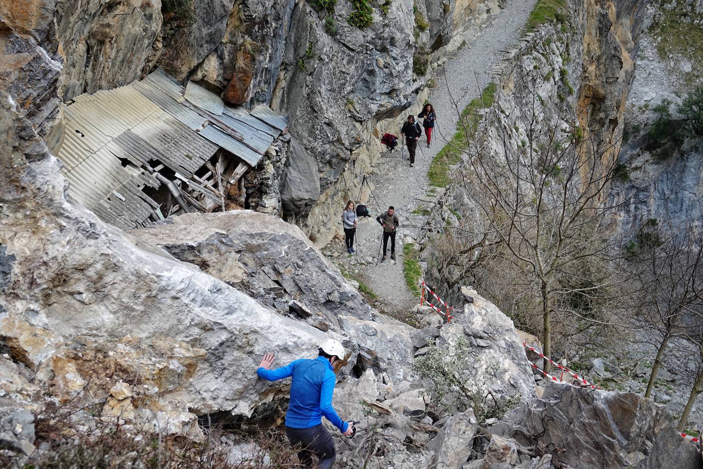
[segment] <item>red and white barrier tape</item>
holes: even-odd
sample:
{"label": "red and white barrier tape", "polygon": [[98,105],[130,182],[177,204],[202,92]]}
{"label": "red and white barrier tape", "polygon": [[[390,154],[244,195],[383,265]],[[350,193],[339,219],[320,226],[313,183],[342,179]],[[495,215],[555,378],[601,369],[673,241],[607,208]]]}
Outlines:
{"label": "red and white barrier tape", "polygon": [[442,299],[440,298],[439,297],[438,297],[437,295],[437,293],[435,293],[434,292],[433,292],[432,290],[432,288],[430,288],[430,287],[428,287],[427,285],[427,284],[425,283],[425,281],[421,281],[420,283],[420,284],[423,286],[423,289],[426,289],[428,292],[430,292],[430,293],[432,293],[432,296],[434,297],[435,298],[437,298],[437,301],[439,302],[440,303],[441,303],[444,306],[445,308],[447,308],[449,309],[454,309],[452,307],[451,307],[449,304],[447,304],[446,303],[445,303],[444,301],[442,301]]}
{"label": "red and white barrier tape", "polygon": [[684,438],[686,437],[690,438],[691,439],[690,441],[693,442],[694,443],[697,443],[701,440],[700,438],[696,438],[695,437],[692,437],[691,435],[686,435],[685,433],[679,433],[679,435],[683,437]]}
{"label": "red and white barrier tape", "polygon": [[[558,363],[557,363],[556,361],[554,361],[553,360],[552,360],[552,359],[549,358],[548,356],[545,356],[544,354],[543,354],[541,352],[540,352],[539,350],[536,349],[534,347],[528,345],[527,342],[522,342],[522,347],[525,347],[526,349],[529,349],[530,350],[531,350],[532,352],[535,352],[536,354],[538,354],[539,355],[540,358],[543,358],[543,359],[546,359],[547,361],[548,361],[549,363],[552,364],[553,365],[554,365],[555,366],[556,366],[557,368],[558,368],[560,370],[562,370],[562,371],[566,371],[567,373],[569,373],[569,375],[571,375],[572,376],[573,376],[574,378],[575,378],[576,380],[578,380],[579,383],[580,383],[581,384],[582,384],[582,385],[583,385],[585,386],[589,386],[591,389],[594,389],[594,390],[595,390],[595,389],[600,389],[598,387],[596,387],[593,385],[591,384],[588,381],[586,381],[586,379],[584,379],[583,376],[579,376],[577,373],[574,373],[574,371],[572,371],[571,370],[569,370],[566,366],[564,366],[563,365],[560,365]],[[532,363],[532,362],[531,361],[530,363]],[[532,364],[532,367],[533,368],[536,368],[536,366],[535,366],[534,364]],[[540,368],[539,371],[543,374],[546,374],[546,373],[544,373],[543,371],[542,371],[542,370],[541,368]],[[552,377],[552,378],[553,378],[553,377]],[[562,380],[561,379],[558,379],[558,380],[554,379],[553,380],[555,380],[555,381],[561,381]]]}
{"label": "red and white barrier tape", "polygon": [[426,301],[425,302],[427,304],[427,306],[429,306],[432,309],[434,309],[437,312],[439,313],[440,314],[446,317],[446,322],[451,321],[454,318],[454,316],[449,314],[449,312],[444,312],[444,311],[441,311],[441,309],[439,309],[439,308],[437,307],[436,306],[430,303],[429,301]]}
{"label": "red and white barrier tape", "polygon": [[537,366],[536,365],[535,365],[534,363],[532,363],[529,360],[527,360],[527,361],[529,363],[529,364],[532,365],[532,368],[534,368],[534,369],[536,369],[538,371],[539,371],[541,373],[542,373],[543,375],[544,375],[545,376],[546,376],[547,378],[548,378],[552,381],[561,381],[561,380],[560,380],[558,378],[556,378],[554,376],[552,376],[550,374],[549,374],[548,373],[546,373],[542,368],[541,368],[539,366]]}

# # # # # # #

What is needed
Find each line in the records that contains the string "segment", and copy those lines.

Task result
[segment] <item>red and white barrier tape</item>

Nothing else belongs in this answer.